→ Short problem: Reproduce the material below with "Point out" swapped for "Locate" wherever it occurs, leaving everything else unchanged.

_ _ _ _ _

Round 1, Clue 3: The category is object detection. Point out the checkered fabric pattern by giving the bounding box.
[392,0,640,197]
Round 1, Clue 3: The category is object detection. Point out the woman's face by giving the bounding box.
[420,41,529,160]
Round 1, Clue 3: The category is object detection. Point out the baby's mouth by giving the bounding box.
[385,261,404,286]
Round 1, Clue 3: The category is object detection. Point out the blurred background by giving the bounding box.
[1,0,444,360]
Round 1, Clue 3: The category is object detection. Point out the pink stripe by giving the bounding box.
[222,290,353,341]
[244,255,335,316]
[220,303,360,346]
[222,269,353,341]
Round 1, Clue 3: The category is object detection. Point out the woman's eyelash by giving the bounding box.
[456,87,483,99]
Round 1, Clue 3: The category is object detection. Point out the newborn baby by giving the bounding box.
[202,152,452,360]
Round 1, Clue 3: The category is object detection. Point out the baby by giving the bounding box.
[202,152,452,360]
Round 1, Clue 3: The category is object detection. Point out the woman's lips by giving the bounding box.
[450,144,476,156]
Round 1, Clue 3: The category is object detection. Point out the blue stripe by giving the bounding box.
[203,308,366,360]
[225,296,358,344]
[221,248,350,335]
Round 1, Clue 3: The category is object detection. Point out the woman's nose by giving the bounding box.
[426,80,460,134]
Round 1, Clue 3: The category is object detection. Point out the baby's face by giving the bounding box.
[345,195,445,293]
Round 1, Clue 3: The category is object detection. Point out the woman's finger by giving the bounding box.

_ _ _ _ _

→ Completed exercise:
Round 1, Clue 3: The category is object detection. Locate the checkered fabric pattern by giving the bounding box.
[392,0,640,197]
Round 1, Clue 3: The category is object detection. Locate the woman's face by giving the bounding box.
[420,41,529,160]
Round 1, Clue 3: The category is object detection. Locate the baby's mouth by giving the bounding box.
[385,261,404,286]
Round 1, Clue 3: The category is object detection. Locate the blurred background by giving the bounding box.
[1,0,444,360]
Round 1, Clue 3: The category is object detection. Locate the pink stripe by giving the bounding box.
[222,290,353,341]
[244,255,335,316]
[220,303,360,346]
[222,269,353,341]
Round 1, Clue 3: The category is object detection. Locate the woman's eyelash by giving the bounding box.
[456,87,483,99]
Round 1, Clue 3: The category is object detection. Locate the newborn baby by giving the bounding box.
[202,152,452,360]
Round 1, Clue 3: The category is object detection. Locate the baby by giving the bounding box.
[202,152,452,360]
Round 1, Clue 3: The category is object detection. Locate the woman's lips by giving the bounding box.
[450,144,476,156]
Round 1, Clue 3: The category is object detection. Locate the blue stripe by giving the bounding box.
[203,308,366,360]
[225,296,358,344]
[221,248,350,335]
Round 1, Clue 3: The category is object detection. Locate the woman's nose by giving the bounding box.
[426,80,460,134]
Round 1, Clue 3: The category is object detection. Locate the baby's face by giving the bounding box.
[345,195,445,293]
Round 1, Clue 3: The category is object detection. Locate the woman's finger by giving the bounding box.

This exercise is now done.